▸ Page extract:

○ ○ ○ ○

Knowles feels similarly: “There are people who are very environmentally aware and are concerned about preservation. They think about saving ecosystems and polar bears and sensitive animal species, but they don’t think well about human communities. And it looks to me like that process is geared more towards what I would consider an owning-class preservationist policy rather than thinking well about natural ecosystems and human ecosystems and local economies.”
For the seaweed wild-crafters, the prospect of being barred from protected areas is particularly frustrating because their hand-harvesting business does no harm. Although the depletion of fish, abalone,
crab, and oyster populations is an increasing problem,and perhaps well-placed no-take zones could boost their numbers, trimming a nori frond neither kills the plant nor decreases its future growth. Highly protected no-take zones don’t make such subtle distinctions.

○ ○ ○ ○

▸ Provided records:

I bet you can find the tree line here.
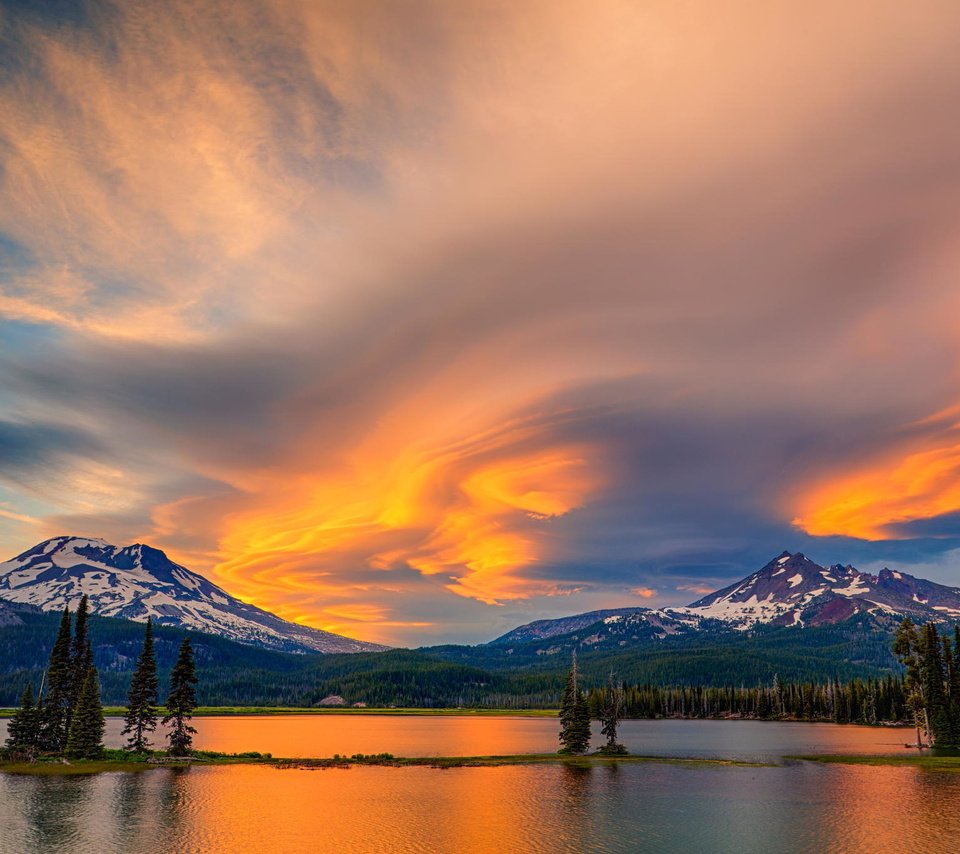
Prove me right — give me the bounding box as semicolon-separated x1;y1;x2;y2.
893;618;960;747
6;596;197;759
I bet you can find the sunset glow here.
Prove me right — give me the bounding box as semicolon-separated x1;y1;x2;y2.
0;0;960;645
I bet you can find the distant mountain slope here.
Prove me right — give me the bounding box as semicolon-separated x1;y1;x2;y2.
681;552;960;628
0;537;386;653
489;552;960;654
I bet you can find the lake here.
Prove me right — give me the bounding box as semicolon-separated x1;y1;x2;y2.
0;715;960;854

○ ○ ○ ○

▸ Stated goal 1: From the seaweed harvesting passage, list every sea creature whose shrinking numbers it calls an increasing problem.
▸ Stated goal 2: In the seaweed harvesting passage, rewrite the paragraph starting "For the seaweed wild-crafters" as a short bulleted list that keeps its main facts.
▸ Stated goal 3: Go on with the seaweed harvesting passage, picking up right after its final sentence.

▸ Right answer 1:
- fish
- abalone
- crab
- oyster

▸ Right answer 2:
- Seaweed wild-crafters find the prospect of being barred from protected areas especially frustrating, since their hand-harvesting does no harm.
- Falling numbers of fish, abalone, crab and oysters are a growing problem, and well-placed no-take zones might help those populations recover.
- Trimming a nori frond neither kills the plant nor reduces its future growth.
- Highly protected no-take zones do not make such fine distinctions.

▸ Right answer 3:
In defense of the no-take zones, Gaffney asserts that the point of a Marine Protected Area is to provide complete protection for the ecosystem, and that since seaweed is part of the ecosystem, it should remain untouched. “I am not saying that seaweed harvest harms the California ocean ecosystem,” Gaffney explains.“What I’m saying is the main idea of the reserves is to protect the ocean ecosystem in all its pieces. Most of the coast is still about sustainable use, but in those few areas, it should be fully protected as part of that ecosystem.”
The sea vegetablers say this type of all-or-nothing approach may put all the wild-crafters in the Mendocino area out of business. The most accessible spots along the coast, and therefore the best for seaweed harvesting, are also the places where the MLPA focuses its protection. Highly protective MPAs will also deny long-cherished fishing spots to recreational hook and line fishermen who primarily
fish to feed their families and are already regulated by Fish & Game.
For Mendocino natives, the most pressing concern is local control: Many feel deep resentment over the privately funded process, believing corporate money is pushing the process through in an aggressive and single-minded manner. “We are Californians,” says Lewallen. “We want a clean ecosystem and a sustainable source of food and instead it’s moving towards industrialization and gentrification of the coast… The MLPA has us fighting each other. It couldn’t be set up by the people. It couldn’t be set up by the state. It’s corporate!”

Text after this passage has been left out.